Exercise description
Set down each line of the data below exactly as it stands, dropping the pictures.

(Collected data entries)
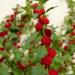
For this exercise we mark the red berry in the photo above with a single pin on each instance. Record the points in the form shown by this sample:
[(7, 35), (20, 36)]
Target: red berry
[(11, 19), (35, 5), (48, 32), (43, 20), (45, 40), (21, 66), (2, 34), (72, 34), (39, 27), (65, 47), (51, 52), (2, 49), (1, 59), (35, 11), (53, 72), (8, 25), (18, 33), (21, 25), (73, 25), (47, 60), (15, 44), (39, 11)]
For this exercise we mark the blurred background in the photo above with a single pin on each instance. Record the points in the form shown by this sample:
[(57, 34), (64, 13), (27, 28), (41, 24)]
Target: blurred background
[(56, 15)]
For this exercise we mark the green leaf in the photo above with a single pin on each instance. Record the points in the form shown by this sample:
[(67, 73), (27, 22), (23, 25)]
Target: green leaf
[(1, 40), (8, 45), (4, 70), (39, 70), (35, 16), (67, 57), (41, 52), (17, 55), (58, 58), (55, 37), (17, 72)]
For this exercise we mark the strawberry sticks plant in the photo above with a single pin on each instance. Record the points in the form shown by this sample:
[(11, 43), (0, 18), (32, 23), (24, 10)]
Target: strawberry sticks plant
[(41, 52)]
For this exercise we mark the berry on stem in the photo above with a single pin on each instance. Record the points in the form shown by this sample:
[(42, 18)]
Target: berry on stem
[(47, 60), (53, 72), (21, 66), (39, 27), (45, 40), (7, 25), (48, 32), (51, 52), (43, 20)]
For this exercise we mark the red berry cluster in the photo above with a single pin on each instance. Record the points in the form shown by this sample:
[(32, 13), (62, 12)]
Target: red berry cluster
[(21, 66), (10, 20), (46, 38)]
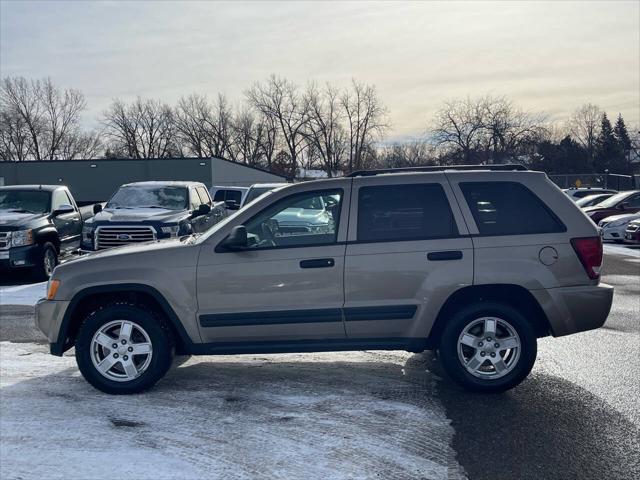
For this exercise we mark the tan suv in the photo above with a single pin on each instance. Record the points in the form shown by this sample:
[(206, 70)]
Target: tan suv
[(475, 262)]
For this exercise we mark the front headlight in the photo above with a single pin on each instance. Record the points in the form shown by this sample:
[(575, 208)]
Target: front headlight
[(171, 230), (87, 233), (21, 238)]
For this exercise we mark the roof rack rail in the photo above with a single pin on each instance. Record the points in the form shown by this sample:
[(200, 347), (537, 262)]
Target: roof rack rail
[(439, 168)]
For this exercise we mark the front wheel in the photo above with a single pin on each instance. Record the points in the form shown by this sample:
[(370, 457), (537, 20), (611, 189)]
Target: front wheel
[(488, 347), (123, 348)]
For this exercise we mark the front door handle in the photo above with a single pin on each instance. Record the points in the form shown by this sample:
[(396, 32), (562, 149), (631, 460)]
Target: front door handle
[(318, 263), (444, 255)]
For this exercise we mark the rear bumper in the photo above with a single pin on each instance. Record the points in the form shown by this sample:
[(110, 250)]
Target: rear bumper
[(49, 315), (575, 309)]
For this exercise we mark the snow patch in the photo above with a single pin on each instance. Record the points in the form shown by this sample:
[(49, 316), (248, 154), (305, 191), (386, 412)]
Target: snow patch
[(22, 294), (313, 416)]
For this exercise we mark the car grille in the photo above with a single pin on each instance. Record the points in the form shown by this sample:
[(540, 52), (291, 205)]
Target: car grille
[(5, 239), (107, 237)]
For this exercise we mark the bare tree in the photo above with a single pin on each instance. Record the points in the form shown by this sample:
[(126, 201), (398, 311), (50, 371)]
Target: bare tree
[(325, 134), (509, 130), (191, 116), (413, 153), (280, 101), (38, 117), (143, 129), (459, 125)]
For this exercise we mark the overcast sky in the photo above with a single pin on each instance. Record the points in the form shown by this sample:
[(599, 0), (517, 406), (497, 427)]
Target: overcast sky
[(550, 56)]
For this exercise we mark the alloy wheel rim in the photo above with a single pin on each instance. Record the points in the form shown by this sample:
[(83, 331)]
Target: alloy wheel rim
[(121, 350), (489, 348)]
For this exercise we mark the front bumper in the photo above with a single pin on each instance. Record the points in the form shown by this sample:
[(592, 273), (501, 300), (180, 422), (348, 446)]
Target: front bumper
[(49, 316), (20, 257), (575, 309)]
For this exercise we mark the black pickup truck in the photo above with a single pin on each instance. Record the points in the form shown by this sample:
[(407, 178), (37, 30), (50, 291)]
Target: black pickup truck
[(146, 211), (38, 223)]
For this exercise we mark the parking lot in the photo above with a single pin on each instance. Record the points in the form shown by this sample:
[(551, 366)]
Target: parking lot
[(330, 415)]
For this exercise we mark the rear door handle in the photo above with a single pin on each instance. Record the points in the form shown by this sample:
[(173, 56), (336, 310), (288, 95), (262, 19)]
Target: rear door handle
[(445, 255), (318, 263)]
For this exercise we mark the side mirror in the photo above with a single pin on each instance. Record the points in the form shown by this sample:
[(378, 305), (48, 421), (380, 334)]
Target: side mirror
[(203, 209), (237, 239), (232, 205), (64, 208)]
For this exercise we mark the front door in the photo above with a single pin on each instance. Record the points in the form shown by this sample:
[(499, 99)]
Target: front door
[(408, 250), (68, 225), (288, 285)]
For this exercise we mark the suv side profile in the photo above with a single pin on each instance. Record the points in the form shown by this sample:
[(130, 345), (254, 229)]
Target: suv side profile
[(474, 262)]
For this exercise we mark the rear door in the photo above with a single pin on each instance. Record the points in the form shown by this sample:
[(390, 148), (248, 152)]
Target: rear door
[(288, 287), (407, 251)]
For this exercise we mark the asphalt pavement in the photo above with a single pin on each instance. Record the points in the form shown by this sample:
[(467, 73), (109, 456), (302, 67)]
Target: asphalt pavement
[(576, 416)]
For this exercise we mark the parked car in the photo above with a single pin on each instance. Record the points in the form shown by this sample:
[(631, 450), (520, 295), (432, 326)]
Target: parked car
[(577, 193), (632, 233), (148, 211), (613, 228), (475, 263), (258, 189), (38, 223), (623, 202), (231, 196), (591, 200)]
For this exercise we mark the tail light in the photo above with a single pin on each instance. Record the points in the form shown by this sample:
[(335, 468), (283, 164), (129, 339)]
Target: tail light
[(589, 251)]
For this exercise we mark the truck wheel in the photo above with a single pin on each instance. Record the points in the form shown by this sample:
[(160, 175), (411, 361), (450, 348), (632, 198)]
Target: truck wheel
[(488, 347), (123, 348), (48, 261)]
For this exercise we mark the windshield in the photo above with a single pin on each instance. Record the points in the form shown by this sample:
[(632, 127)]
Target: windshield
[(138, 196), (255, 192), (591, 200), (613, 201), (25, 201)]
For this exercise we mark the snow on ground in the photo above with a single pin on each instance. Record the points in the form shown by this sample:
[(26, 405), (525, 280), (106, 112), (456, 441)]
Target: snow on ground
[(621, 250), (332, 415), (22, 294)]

Task response
For this exercise we mark the red berry in the photo above with a single pin on each instance. Record the points in the form shown by this sample:
[(7, 35), (20, 36)]
Target: red berry
[(11, 19), (35, 5), (48, 32), (43, 20), (45, 40), (21, 66), (2, 34), (72, 34), (39, 27), (65, 47), (51, 52), (2, 49), (1, 59), (35, 11), (53, 72), (8, 25), (18, 33), (21, 25), (73, 25), (47, 60), (15, 44), (39, 11)]
For this exercise we mark the blurred background in the photo above with a single pin on each instance. Record the points in the form shown by this sample:
[(57, 34), (64, 13), (27, 28), (41, 24)]
Target: blurred background
[(56, 15)]
For this exercise we mark the green leaf in the photo above with a single pin on each instance. Record the points in the form shown by this sample:
[(67, 73), (27, 22), (23, 25)]
Target: green leaf
[(1, 40), (8, 45), (4, 70), (39, 70), (35, 16), (67, 57), (41, 52), (17, 55), (58, 58), (55, 37), (17, 72)]
For this exercise we mark the strawberry sticks plant in the photo above with a single pin on each instance. Record the points in the form shown by this sample:
[(11, 43), (0, 18), (32, 23), (24, 10)]
Target: strawberry sticks plant
[(41, 52)]
For this exercise we mark the berry on stem in the photo above with a single pin on each instance. Record the points in the form shown by this sample:
[(42, 18)]
Target: berry on stem
[(47, 60), (53, 72), (21, 66), (39, 27), (45, 40), (7, 25), (48, 32), (51, 52), (43, 20)]
For this exercise we mark the red berry cluster in the photo above with a single pin on each instance. Record the points in the form shown by this sample:
[(32, 13), (62, 12)]
Target: red berry cluster
[(21, 66), (10, 20), (46, 38)]
For this exercise we mark the tan suv in the photo above with a single pin on each instance. Record the points in the form shown by this sample:
[(206, 70)]
Target: tan suv
[(475, 262)]
For this exercise we mark the front headlight in the photo above with a single pin on each instance. Record the points in the form shown by this sample:
[(575, 208)]
Target: front headlight
[(171, 230), (87, 233), (21, 238)]
For this exercise we mark the roof rack rail in the photo above with a single pin on each instance. Record the points in the form shown by this sample:
[(200, 347), (537, 262)]
Target: roof rack rail
[(439, 168)]
For this exercise we mark the front wheel in the photo above with a single pin on each instance. Record the points in the form shown by this sample:
[(370, 457), (537, 20), (611, 189)]
Target: front wheel
[(488, 347), (123, 348)]
For this exercise we mark the front door handle in the photo above with a single pin on each instance. Record the points in the form shown by this sample:
[(396, 32), (562, 149), (631, 460)]
Target: front door handle
[(318, 263), (444, 255)]
For this exercise we mark the rear bumper in the photo above with a single pin on each instance. Record the points in the form shown by this sample:
[(110, 250)]
Target: rear bumper
[(49, 315), (575, 309)]
For this exercise we mark the snow patch in the photo above with a single pin on each instance. Record the points in the form shown by this sample:
[(49, 316), (248, 154), (305, 191), (386, 412)]
Target: snow patch
[(22, 294), (313, 416)]
For this exercise we mark the car grille in the photo above with a single pin on each instance. Record the points in the form shown by this sample:
[(540, 52), (291, 205)]
Target: car grille
[(5, 239), (107, 237)]
For this exercise we mark the bare tree in the photo above with a single pin on each instance. Record the points in the form shown by this sample:
[(126, 201), (398, 311), (50, 371)]
Target: bare tree
[(325, 134), (509, 130), (191, 116), (413, 153), (280, 101), (38, 117), (143, 129), (459, 125)]
For this exercise we mark the overcast sky in the photo above with a single pin on each instance. Record the points in the form shown by this sample:
[(599, 0), (517, 406), (497, 427)]
Target: overcast sky
[(550, 56)]
For this exercise we mark the alloy wheel rim in the photo above with a single pin on each instance. Record the points in the form shown by this sample:
[(83, 331)]
Target: alloy wheel rim
[(121, 350), (489, 348)]
For this exercise we mark the front bumper in the photo above with a single pin on each instance. Record the points in the form shown by this sample:
[(592, 273), (501, 300), (180, 422), (348, 446)]
Target: front bumper
[(49, 316), (20, 257), (575, 309)]
For this exercise we mark the black pickup truck in the photo above with a single pin on each instance. Record the points in the form shown by this sample:
[(407, 178), (37, 30), (50, 291)]
Target: black pickup truck
[(146, 211), (38, 223)]
For this exercise we mark the parking lot in the photo above with a single pin on each instance. Record the points in the form shown by this sample:
[(551, 366)]
Target: parking lot
[(330, 415)]
For this exercise we mark the rear door handle in the photo above with a single pin on each instance. Record the points in the form shown by this sample:
[(173, 56), (336, 310), (288, 95), (262, 19)]
Target: rear door handle
[(445, 255), (318, 263)]
For this exercise we mark the side mirror in the photo above with a single pin on each instance. Record the points in the form shown by this sample:
[(378, 305), (48, 421), (380, 334)]
Target: side mirror
[(203, 209), (237, 239), (232, 205), (64, 208)]
For this exercise we mark the front door in the photo above with a single pin on each instance. Record the points in the form shown by this sample:
[(499, 99)]
Target: front door
[(408, 250), (68, 225), (288, 285)]
For this exercise we mark the suv side profile in the photo above with a single pin on each instance. Record the points in the form shown by this sample:
[(130, 345), (254, 229)]
Target: suv side profile
[(474, 262)]
For this exercise we mark the rear door in the photo above with a single pin on each instance. Record the points in the form shown by this sample:
[(390, 148), (248, 152)]
Target: rear door
[(288, 287), (407, 251)]
For this exercise we mark the asphalt pavement in the photo above with a single pin on each instance. Record the points in the form shown by this sample:
[(467, 73), (109, 456), (302, 67)]
Target: asphalt pavement
[(576, 416)]
For this exercise we mark the parked car in the photo above with a single pin on each instance. Record the points in the form shown by this sample:
[(631, 450), (520, 295), (432, 326)]
Target: parked car
[(577, 193), (632, 233), (148, 211), (613, 228), (475, 263), (258, 189), (38, 223), (623, 202), (231, 196), (591, 200)]
For this exercise we mark the tail light in the photo above with a single pin on each instance. Record the points in the form shown by this sample:
[(335, 468), (283, 164), (129, 339)]
Target: tail light
[(589, 251)]
For this exercise we mark the truck wheel in the photo above with a single pin on each instance. Record the points in the form shown by this sample:
[(160, 175), (411, 361), (450, 348), (632, 198)]
Target: truck wheel
[(488, 347), (123, 348), (48, 261)]
For this exercise we mark the windshield in the photo above with a single pin on each instance. Record the points in the form shown by this sample:
[(632, 127)]
Target: windshield
[(138, 196), (255, 192), (591, 200), (613, 201), (25, 201)]
For this exercise we mark the snow on ground in the photo above with a single pin on each instance. Record the points in the form shown by this sample:
[(26, 405), (525, 280), (106, 112), (456, 441)]
Target: snow on ground
[(621, 250), (332, 415), (22, 294)]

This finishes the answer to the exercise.